Exercise goal » Your answer should reproduce every line of the material in which the word "floor" occurs.

Data supplied »
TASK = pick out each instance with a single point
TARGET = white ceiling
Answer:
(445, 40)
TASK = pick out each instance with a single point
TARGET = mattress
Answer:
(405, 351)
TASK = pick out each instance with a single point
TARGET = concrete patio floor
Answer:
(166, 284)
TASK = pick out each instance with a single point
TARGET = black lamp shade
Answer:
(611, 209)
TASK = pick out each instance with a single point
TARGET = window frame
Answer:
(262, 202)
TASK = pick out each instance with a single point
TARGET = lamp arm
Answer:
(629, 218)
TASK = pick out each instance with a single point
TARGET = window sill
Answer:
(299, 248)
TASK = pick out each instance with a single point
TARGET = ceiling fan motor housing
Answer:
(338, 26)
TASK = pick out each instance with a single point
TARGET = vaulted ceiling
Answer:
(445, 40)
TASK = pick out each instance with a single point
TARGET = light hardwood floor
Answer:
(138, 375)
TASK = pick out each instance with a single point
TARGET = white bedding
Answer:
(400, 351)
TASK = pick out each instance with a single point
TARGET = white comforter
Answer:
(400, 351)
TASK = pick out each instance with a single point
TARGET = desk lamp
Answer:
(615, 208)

Exercise solution »
TARGET = concrete patio floor
TARGET = light hardwood floor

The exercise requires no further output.